→ **DATASET ROWS**

——————————

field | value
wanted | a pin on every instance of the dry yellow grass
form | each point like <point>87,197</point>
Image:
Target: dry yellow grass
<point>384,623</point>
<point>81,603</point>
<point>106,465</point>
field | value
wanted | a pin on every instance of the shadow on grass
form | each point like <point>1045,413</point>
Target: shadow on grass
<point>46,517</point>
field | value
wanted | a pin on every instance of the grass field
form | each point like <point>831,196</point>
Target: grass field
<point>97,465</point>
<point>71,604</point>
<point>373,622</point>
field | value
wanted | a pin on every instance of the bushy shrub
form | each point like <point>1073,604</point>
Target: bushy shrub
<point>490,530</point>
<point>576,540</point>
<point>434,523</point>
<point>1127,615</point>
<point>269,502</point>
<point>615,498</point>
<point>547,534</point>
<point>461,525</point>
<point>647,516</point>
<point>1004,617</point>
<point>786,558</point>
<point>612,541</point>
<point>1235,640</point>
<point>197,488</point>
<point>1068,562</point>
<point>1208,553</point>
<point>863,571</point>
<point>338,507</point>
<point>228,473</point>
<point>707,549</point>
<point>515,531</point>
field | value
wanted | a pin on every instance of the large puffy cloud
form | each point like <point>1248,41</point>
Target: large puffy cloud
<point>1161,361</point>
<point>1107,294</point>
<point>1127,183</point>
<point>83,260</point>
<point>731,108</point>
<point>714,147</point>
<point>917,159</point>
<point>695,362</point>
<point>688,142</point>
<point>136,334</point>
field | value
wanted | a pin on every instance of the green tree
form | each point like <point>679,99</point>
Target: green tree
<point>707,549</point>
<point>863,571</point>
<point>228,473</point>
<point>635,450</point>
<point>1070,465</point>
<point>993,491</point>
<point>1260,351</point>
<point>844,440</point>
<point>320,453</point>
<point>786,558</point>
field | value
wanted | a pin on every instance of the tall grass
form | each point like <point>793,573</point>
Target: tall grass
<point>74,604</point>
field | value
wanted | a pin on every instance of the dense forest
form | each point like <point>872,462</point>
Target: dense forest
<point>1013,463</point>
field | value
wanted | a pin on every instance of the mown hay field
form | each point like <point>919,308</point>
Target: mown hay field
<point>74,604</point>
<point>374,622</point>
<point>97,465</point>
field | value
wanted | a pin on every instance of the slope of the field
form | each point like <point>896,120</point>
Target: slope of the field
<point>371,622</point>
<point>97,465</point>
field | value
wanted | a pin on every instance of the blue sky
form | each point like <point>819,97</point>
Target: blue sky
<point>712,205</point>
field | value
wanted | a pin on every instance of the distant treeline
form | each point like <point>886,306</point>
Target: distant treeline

——————————

Reproduce verbatim the lines of the records, from the first line up to and including the line that contains "<point>106,465</point>".

field | value
wanted | a pin on every instance of the dry yellow grass
form | each point like <point>87,197</point>
Image:
Target: dry yellow grass
<point>384,623</point>
<point>81,603</point>
<point>106,465</point>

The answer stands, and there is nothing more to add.